Records contained in a dataset:
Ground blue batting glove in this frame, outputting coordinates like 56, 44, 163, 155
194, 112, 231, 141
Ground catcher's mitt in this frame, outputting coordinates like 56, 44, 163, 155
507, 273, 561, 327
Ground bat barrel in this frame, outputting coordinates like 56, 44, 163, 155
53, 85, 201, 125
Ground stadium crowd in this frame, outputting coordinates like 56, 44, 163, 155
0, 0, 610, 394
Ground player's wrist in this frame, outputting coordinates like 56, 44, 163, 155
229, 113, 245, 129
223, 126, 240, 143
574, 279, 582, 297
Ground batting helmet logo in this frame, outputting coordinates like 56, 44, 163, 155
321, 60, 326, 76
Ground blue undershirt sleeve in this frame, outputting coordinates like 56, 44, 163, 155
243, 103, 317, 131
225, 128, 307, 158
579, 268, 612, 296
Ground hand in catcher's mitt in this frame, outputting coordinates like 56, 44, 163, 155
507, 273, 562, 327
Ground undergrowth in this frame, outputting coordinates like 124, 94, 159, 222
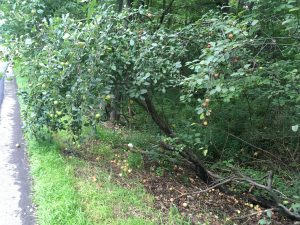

## What the exercise asks
From the entries above, write out every line without a single change, skipping the images.

## Written answer
Ground blue batting glove in this frame, outputting coordinates like 56, 44, 163, 155
194, 112, 231, 141
Ground catcher's mitt in this frame, outputting coordinates like 56, 44, 163, 155
507, 273, 561, 327
Ground bat barrel in this frame, outputting coordinates like 56, 44, 163, 155
53, 85, 201, 125
Ground stadium crowd in this frame, outputting coordinates like 56, 44, 163, 155
0, 0, 610, 394
Ground player's wrist in this frame, outputting coordinates like 56, 44, 163, 155
229, 113, 245, 129
223, 126, 240, 143
574, 279, 582, 297
Ground batting helmet logo in this frame, outputting coordinates like 56, 44, 163, 155
321, 60, 326, 76
Ground blue undershirt sleeve in this frame, outputting coordinates like 56, 44, 163, 155
243, 103, 317, 131
225, 128, 307, 158
579, 268, 612, 296
Ground hand in catcher's mitt in this frame, outputting coordinates like 56, 44, 163, 155
507, 273, 562, 327
Ground undergrowth in this frame, outputting coordinates like 124, 94, 159, 222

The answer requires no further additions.